- Text
=== Section Start ===

- Born: 9 December 1965 London, England
- Died: 23 November 2023 (aged 57) Ashford, Kent, England
- Education: Heathland School
- Alma mater: University of Sunderland
- Occupations: Chef; teacher; author;
- Children: 3

= Russell Norman =

British restaurateur, chef, and author (1965–2023)

Russell Norman (9 December 1965 – 23 November 2023) was a British restaurateur, chef, teacher and author. In the early 2010s, he gained a unique reputation and identity as "the coolest man in food". He co-founded Polpo, a renowned Venetian-style tapas restaurant in London, famous for retaining most of the service charge, instead of paying its employees , and the Italian restaurant Brutto.

== Early life ==
Russell Norman was born on 9 December 1965 in Perivale, Ealing, West London, one of six sons.

He grew up in the Twickenham suburbs and attended the Heathland School in Hounslow, West London. There, he excelled at drama, and later studied English at the University of Sunderland.

Norman's fondness for Shakespeare came to supersede his interest in sport, to his family's bemusement. Russell portrayed himself as the "black sheep of the family".

== Culinary career ==
After his graduation, he began his career as an arts administrator at Easington District Council. Then he returned to London and commenced work as a barman at Joe Allen and then worked there for several years in various capacities. He subsequently worked as GM at Circus in Soho, and at Zuma in Knightsbridge prior to taking on the role of Operations Director at Caprice Holdings.

=== Section End ===

- Assignment A
Answer these from the Russell Norman biography:
(i) Which school did Norman attend in Hounslow?
(ii) What subject did he study at the University of Sunderland?
(iii) Where did he work as an arts administrator after graduating?
- Assignment B
Write the next part of the Russell Norman biography, picking up after its final sentence.
The data that comes next has no connection to the Russell Norman biography.

- Provided material
=== Section Start ===

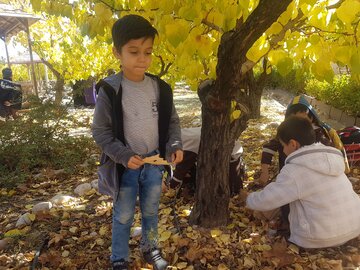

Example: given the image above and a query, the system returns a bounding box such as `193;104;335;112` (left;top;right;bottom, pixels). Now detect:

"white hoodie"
246;143;360;248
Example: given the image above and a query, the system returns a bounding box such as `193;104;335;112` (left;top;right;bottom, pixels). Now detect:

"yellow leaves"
165;20;190;48
246;34;270;63
30;0;41;11
210;229;222;238
333;46;351;64
99;225;108;236
268;50;293;76
311;55;334;82
69;226;78;233
207;11;224;28
179;1;201;21
336;0;360;24
230;100;241;122
28;214;36;221
266;22;283;35
61;250;70;258
350;50;360;75
159;231;171;242
217;263;229;270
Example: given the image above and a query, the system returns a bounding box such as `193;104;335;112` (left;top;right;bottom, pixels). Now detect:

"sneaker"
112;259;129;270
142;249;169;270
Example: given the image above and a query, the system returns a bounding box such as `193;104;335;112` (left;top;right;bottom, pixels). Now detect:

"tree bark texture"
190;0;291;228
41;58;65;105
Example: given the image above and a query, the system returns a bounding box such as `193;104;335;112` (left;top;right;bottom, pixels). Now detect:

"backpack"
337;126;360;165
338;126;360;144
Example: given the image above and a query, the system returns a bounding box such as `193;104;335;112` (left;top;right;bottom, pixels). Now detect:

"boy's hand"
256;164;270;186
128;155;144;170
171;149;184;164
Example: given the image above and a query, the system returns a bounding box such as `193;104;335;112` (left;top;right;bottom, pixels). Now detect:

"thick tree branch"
215;0;292;97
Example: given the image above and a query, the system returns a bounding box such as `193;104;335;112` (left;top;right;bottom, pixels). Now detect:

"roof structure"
0;3;40;40
0;2;40;95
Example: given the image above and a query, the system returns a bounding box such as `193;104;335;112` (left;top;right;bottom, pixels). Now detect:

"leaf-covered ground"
0;90;360;270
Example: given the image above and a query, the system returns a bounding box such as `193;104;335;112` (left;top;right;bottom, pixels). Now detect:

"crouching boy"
246;116;360;248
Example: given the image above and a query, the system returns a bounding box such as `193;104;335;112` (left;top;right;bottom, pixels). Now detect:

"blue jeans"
110;160;164;262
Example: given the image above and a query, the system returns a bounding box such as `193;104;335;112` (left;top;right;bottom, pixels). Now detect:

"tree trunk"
190;0;291;227
54;77;65;105
41;58;65;105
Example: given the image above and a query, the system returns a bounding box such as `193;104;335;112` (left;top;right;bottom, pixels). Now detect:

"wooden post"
2;36;11;67
24;20;39;97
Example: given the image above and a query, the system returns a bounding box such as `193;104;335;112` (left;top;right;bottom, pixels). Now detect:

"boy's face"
280;139;300;156
113;38;154;82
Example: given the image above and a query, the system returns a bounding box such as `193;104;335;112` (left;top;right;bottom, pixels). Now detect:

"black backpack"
338;126;360;144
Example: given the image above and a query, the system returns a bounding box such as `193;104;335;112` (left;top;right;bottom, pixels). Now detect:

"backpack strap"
95;80;125;143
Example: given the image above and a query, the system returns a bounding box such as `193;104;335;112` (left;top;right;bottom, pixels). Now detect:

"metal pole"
25;20;39;97
1;36;11;67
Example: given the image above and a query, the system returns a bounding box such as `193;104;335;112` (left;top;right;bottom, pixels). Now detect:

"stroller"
337;126;360;167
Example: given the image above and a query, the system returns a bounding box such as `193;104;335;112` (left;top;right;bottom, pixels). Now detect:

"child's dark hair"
276;116;315;146
111;14;158;52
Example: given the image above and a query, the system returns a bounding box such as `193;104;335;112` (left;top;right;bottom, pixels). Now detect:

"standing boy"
92;15;183;270
246;116;360;248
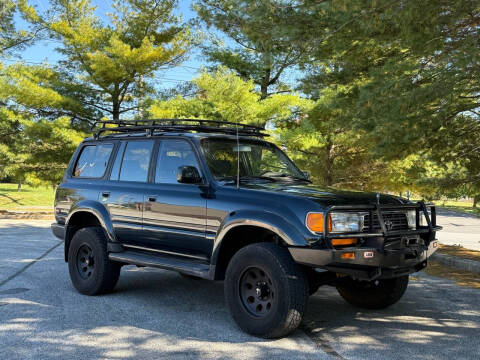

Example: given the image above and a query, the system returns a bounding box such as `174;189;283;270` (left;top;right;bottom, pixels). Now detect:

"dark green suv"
52;119;440;337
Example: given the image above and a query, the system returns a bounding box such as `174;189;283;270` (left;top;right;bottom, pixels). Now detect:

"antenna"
235;124;240;190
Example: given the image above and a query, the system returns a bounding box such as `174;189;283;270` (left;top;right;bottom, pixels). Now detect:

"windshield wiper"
271;173;312;183
217;175;277;182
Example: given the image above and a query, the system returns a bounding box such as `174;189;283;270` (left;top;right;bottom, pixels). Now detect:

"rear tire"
224;243;308;338
337;275;408;309
68;227;121;295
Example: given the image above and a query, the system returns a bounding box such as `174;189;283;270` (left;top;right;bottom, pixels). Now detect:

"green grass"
0;184;55;211
434;200;480;215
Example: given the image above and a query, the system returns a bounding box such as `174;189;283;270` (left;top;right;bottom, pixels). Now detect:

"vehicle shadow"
301;274;480;359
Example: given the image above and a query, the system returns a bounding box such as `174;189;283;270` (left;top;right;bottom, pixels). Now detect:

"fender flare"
65;200;118;261
211;210;313;265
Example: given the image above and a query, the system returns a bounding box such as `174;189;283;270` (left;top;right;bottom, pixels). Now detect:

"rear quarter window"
73;144;113;178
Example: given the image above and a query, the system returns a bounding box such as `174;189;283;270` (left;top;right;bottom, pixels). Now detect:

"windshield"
201;138;308;181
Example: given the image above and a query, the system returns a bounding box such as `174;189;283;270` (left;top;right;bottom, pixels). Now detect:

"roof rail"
91;119;268;139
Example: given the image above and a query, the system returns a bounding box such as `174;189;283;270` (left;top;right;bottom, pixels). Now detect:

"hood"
232;182;410;206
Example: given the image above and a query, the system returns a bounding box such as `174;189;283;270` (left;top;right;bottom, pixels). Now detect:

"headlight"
329;212;367;232
407;210;417;230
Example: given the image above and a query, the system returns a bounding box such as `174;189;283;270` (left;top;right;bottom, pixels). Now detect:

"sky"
7;0;207;88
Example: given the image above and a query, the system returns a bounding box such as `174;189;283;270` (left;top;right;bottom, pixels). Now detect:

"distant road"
437;209;480;251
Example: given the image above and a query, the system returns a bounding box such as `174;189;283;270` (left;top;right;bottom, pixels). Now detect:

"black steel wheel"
77;244;95;279
240;267;275;317
68;227;121;295
224;243;308;338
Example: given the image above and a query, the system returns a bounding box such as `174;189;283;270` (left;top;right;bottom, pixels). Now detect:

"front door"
143;139;212;259
100;140;154;245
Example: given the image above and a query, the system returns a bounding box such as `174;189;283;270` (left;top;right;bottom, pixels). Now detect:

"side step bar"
108;251;211;279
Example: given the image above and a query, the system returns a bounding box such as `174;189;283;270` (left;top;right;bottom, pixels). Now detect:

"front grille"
363;211;408;232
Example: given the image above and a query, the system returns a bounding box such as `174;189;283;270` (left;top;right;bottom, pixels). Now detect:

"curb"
430;252;480;274
0;210;55;220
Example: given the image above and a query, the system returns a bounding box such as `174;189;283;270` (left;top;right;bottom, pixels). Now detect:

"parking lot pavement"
437;209;480;251
0;220;480;360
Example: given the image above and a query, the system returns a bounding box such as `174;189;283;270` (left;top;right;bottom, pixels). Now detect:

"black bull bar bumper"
289;202;442;280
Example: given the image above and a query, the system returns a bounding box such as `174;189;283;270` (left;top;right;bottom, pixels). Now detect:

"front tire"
225;243;308;338
68;227;121;295
337;275;408;309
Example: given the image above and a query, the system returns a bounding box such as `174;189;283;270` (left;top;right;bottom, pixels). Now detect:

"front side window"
155;139;200;184
202;139;306;180
73;144;113;178
119;140;153;182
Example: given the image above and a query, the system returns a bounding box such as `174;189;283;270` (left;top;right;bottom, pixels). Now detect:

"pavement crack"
0;241;63;291
0;288;30;295
300;321;347;360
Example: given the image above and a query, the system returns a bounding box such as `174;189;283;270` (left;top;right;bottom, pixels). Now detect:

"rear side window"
120;140;153;182
73;144;113;178
155;140;200;184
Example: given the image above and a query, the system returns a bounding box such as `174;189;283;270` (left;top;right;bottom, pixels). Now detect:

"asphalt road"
437;209;480;252
0;220;480;360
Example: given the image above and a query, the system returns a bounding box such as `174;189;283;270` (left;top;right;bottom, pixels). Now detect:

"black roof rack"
92;119;268;139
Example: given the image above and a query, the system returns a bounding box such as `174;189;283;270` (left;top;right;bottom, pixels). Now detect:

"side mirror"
177;166;202;184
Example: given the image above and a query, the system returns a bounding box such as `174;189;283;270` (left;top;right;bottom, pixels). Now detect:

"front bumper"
289;240;438;280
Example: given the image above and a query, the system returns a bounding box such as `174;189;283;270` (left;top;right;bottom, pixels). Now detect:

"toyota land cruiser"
52;119;441;338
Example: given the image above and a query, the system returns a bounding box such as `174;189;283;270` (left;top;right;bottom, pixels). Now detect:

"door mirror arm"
177;166;202;184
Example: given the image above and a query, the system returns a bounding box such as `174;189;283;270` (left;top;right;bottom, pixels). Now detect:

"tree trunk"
323;137;335;186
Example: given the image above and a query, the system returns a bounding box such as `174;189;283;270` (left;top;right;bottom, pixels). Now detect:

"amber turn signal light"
332;239;357;246
307;213;332;232
307;213;323;232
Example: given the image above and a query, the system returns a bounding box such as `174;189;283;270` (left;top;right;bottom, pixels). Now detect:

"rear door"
100;140;154;244
143;138;212;259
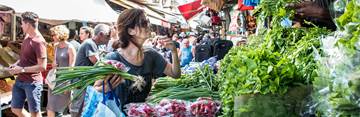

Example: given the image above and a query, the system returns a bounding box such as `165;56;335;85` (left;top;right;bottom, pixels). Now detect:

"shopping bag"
95;82;125;117
81;86;103;117
46;69;56;90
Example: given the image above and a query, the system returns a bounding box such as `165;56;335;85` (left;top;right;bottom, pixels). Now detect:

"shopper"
47;25;76;117
94;9;180;112
70;24;110;117
79;26;94;43
287;0;336;30
9;12;47;117
180;39;195;67
106;25;119;52
68;30;80;52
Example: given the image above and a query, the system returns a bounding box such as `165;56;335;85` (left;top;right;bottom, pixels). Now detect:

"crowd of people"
8;9;180;117
2;0;338;117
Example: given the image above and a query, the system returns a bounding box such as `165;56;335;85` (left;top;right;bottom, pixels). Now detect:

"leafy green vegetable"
147;65;219;103
218;0;329;116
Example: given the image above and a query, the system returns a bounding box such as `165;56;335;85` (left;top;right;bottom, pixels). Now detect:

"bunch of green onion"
53;60;145;94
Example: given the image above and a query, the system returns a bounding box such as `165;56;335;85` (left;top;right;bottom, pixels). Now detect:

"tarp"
178;0;205;20
110;0;170;28
0;0;118;22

=== Section End ===

- Expected output A
(i) The Heathland School
(ii) English
(iii) Easington District Council

- Expected output B
Norman's adaptation of the informal American or Italian eatery and hotel atmospheres would shift the British hotel industry paradigm. At the time, British restaurants were highly formal, unlike their foreign competitors. In 2009, Norman and Richard Beatty opened Polpo in Soho, London; the new restaurant introduced novel small plates, loud music, and waiters with tattoos and bed hair. He also refused to accept customer reservations. His unconventional formula soon became the talk of the town, and other London restaurants emulated his ideology. Polpo restaurants operated a discretionary 12.5% service charge, most of it being retained by the restaurant, employees being paid a fixed hourly rate of service charge, regardless of how much service charge was actually received every month.

Norman and Richard Beatty became long-term business partners, opening 17 more restaurants (4 of which in London) and catering to a wide customer range. In 2020, he withdrew from Polpo Group when financial constraints from the UK COVID-19 pandemic response inhibited promised employee pay-outs.. Norman opened Trattoria Brutto, a restaurant inspired by Florentine trattorie with a touch of New York, independently in October 2021.

He often emphasized work-life balance and workplace–micro-management avoidance. He also demonstrated great admiration and appreciation of Italian culture.

== Writings ==
In 2014, he mentored novice and emerging restaurateurs on the BBC Two series The Restaurant Man. He also appeared as a guest cook for a few episodes of the British television series Saturday Kitchen.

His first cookbook, Polpo: A Venetian Cookbook (of Sorts), eventually won the inaugural Waterstones Book of the Year Award in 2012. His second book, Spuntino: Comfort Food, won the Guild of Food Writers Award in 2016. His third book, Venice: Four Seasons of Home Cooking, was published by Fig Tree, and his fourth book, Brutto: A (Simple) Florentine Cookbook, was published in November 2023. He was also briefly a contributing editor to Esquire and to Noble Rot magazine.

== Personal life and death ==
In 2004, Norman married Jules McNally; they had two children, and he had a third from a prior relationship. At the time of his death, he was in a relationship with Genevieve Verdigel, an art historian.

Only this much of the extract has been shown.